TASKS TO CARRY OUT:
1. In the appeal judgment excerpt, what does clause 6.2(c) facilitate?
2. Retype the passage of the appeal judgment excerpt between "By cl 6.2(e)" and "in that clause.", inclusive.
3. Write a continuation of the appeal judgment excerpt, picking up after its last sentence.

By cl 6.2(e) (absent manifest error) the updated document is deemed to be the GCR with effect from the most recent Record Date and the Amount Owing is the amount set out in the GCR, as updated from time to time.

Clause 6.2(c) facilitates increases in the Amount Owing to reflect accrued interest, fees, costs and expenses payable under the Subject Finance Documents.

62    The appellant submitted that, as shown by the provisions summarised above, the regime established by the Override Deed was intended to operate flexibly in contemplation of the possibility of the Moly-Cop Entities being sold in more than one transaction.

Clause 3.2

63    In response to the Financiers submissions at first instance, which were largely accepted by the trial judge, the appellant focused particular attention on cl 3.2(d) and the use of the defined term Amount Owing in that clause.

64    The appellant argued that subcl 3.2(d)(i), and in particular the different drafting of the phrases the total Amount Owing in full and the total Amount Owing, supported the construction which it put to the trial judge at first instance. Specifically, that the subclause contemplated that the Amount Owing (as shown in the GCR) would vary from time to time and be updated accordingly. For instance, the Amount Owing in respect of each Financier might increase from time to time as interest and other charges on the Amount Owing accrued over time. Conversely, the Amount Owing in respect of a Financier might decrease as and when that Financier received distributions of proceeds from an Approved Transaction, like the Moly-Cop Transaction. The appellant contrasted this with the Financiers interpretation of the same provision, which on the appellants submission, drew no meaningful distinction between the drafting of the phrases the total Amount Owing in full and the total Amount Owing.

65    The appellant further argued that its interpretation of the clause as a whole stood in contrast to that of the Financiers.

DATA SECTION:
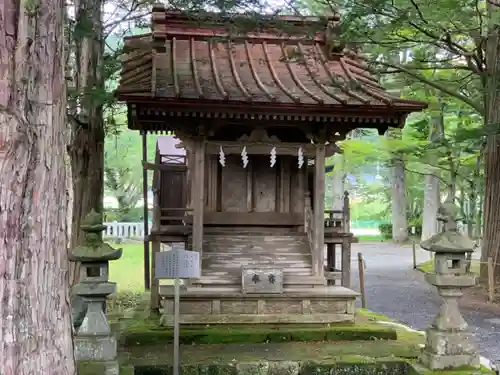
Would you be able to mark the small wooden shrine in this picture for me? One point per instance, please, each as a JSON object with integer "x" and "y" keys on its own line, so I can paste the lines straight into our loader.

ANSWERS PROVIDED:
1. Clause 6.2(c) facilitates increases in the Amount Owing to reflect accrued interest, fees, costs and expenses payable under the Subject Finance Documents.

2.
By cl 6.2(e) (absent manifest error) the updated document is deemed to be the GCR with effect from the most recent Record Date and the Amount Owing is the amount set out in the GCR, as updated from time to time.

Clause 6.2(c) facilitates increases in the Amount Owing to reflect accrued interest, fees, costs and expenses payable under the Subject Finance Documents.

62    The appellant submitted that, as shown by the provisions summarised above, the regime established by the Override Deed was intended to operate flexibly in contemplation of the possibility of the Moly-Cop Entities being sold in more than one transaction.

Clause 3.2

63    In response to the Financiers submissions at first instance, which were largely accepted by the trial judge, the appellant focused particular attention on cl 3.2(d) and the use of the defined term Amount Owing in that clause.

3.
66    It was generally accepted by both the appellant and the Financiers that subcll 3.2(d)(ii) and (iii) served a reasonably obvious and clear purpose to preserve the effect of the Group Guarantees held by the Financiers. This was considered especially important in circumstances where, upon the receipt of any proceeds, those Group Guarantees might otherwise have been discharged by operation of law. This was based on the view that where an arrangement is reached with either a principal debtor or with a co-surety which has the effect of diminishing the obligation of that principal debtor or co-surety at law, that will typically release the guarantee.

67    However, the appellant sought to highlight the different views adopted by each party in respect of subcl 3.2(d)(i), as opposed to subcll (ii) and (iii) referred to above.

68    The appellant took the view that subcl 3.2(d)(i) served a purpose similar to its accompanying subclauses, that is, to ensure (with a belts and braces mentality) that the benefit of the Group Guarantees was preserved and not lost by operation of law. It was argued that drafting the entire clause with a clear and cohesive purpose would have made sense in the context.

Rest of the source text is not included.